» To be done
Retype the passage from the rat cage thread below word for word. Begin at "I'm not interested" and stop after "available in stores.".

» Page text
· · ·

# Good Rat Cages?



## coxbrea151

I'm new to this so... I might be getting a pair of rats soon, & am trying to decide on the cage. I know that the Critter/Ferret Nations are the best, but I can't afford them. I live in a tiny townhouse, with the minimum amount of square-footage allowed in the 1980's. I have a maximum of 120$ to spend, but can't order online. Which cages are good and around 120$?


----------



## Priscilla'sMom

I have a ferret nation cage that I just love! But..... i know people that have recommended the rat manor from petco http://www.petco.com/product/106171/Petco-Rat-Manor-Habitat.aspx


----------



## Priscilla'sMom

I also have this cage for my new babies..... but I do plan on upgrading to something bigger soon. I got this at petsmart. It also comes with a wooden pedestal/stand that it sets on, but I dont use that.


----------



## cagedbirdsinging

Martin's cages. They are excellent quality!

I'm not interested in Critter Nation cages as I would prefer to keep a litter bedding without spending another $50 on a deeper pan for it on top of the original steep price.

http://www.martinscages.com/products/cages/

They have a section on their website for rats specifically, but many of their other cages work well. I use one from the ferret section.


----------



## cagedbirdsinging

Oh, just noticed that you said you can't order online. Is there a specific reason? I really prefer Martin's to any of the cages available in stores.

· · ·

» Entries supplied
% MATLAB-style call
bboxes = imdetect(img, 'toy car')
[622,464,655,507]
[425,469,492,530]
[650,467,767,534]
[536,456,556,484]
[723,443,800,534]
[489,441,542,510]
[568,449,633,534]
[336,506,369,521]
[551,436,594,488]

· · ·

» Answer in full
I'm not interested in Critter Nation cages as I would prefer to keep a litter bedding without spending another $50 on a deeper pan for it on top of the original steep price.

http://www.martinscages.com/products/cages/

They have a section on their website for rats specifically, but many of their other cages work well. I use one from the ferret section.


----------



## cagedbirdsinging

Oh, just noticed that you said you can't order online. Is there a specific reason? I really prefer Martin's to any of the cages available in stores.